# Record excerpts start
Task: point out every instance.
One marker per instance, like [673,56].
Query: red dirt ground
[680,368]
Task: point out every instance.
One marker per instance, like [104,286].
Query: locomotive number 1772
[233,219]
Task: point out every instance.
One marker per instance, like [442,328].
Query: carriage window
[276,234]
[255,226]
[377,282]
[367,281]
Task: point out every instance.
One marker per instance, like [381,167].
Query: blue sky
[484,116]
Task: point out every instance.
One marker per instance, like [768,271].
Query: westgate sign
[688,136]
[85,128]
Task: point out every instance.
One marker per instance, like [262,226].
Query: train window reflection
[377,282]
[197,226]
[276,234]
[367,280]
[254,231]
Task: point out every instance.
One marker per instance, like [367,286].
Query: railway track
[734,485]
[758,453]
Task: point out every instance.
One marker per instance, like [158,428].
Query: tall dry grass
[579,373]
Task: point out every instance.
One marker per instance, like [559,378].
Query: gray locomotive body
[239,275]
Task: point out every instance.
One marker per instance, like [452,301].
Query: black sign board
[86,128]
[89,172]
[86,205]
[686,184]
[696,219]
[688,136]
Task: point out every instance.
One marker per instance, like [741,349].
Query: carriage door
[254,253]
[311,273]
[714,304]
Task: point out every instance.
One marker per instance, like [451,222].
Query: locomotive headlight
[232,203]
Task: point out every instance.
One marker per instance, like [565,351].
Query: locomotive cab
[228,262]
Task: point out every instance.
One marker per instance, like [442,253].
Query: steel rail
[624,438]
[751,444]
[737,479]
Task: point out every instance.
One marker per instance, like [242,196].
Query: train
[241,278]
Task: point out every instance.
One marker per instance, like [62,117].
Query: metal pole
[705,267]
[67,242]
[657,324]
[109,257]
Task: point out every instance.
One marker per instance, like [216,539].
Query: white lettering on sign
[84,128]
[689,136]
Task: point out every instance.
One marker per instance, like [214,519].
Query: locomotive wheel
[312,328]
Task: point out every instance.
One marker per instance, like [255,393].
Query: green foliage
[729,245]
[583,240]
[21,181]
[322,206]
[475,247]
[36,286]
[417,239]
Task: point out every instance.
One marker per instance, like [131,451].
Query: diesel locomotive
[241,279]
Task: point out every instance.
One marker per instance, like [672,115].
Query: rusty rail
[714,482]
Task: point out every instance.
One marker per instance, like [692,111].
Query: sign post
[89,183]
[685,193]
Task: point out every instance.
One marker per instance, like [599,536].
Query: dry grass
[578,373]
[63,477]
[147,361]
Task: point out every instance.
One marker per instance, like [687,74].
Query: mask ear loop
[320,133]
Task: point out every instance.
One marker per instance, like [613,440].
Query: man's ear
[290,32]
# Record excerpts end
List every line of the records above that contains the string "sign". Matching is case-sensitive.

Query: westgate sign
Query: black sign board
Query: white lettering on sign
Query: sign post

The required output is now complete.